**WHAT IS NEEDED:**
Print word for word the records from the line containing "Query: blue baseball cap" through the end.
====== DATASET RECORDS ======
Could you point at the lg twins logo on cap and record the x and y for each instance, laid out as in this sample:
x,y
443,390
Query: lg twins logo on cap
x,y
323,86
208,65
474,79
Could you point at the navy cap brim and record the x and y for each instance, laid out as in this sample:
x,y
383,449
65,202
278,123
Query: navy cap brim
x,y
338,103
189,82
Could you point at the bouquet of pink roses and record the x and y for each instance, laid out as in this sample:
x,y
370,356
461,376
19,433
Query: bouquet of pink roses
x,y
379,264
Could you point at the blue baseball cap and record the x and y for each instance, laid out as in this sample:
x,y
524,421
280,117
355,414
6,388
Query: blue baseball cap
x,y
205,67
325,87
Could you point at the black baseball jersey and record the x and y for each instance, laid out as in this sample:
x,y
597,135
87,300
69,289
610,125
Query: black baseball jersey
======
**SOLUTION TO THIS TASK:**
Query: blue baseball cap
x,y
205,67
325,87
Could you point at the black baseball jersey and record the x and y for each instance, laid out as in this sample:
x,y
597,135
87,300
69,289
610,125
Query: black baseball jersey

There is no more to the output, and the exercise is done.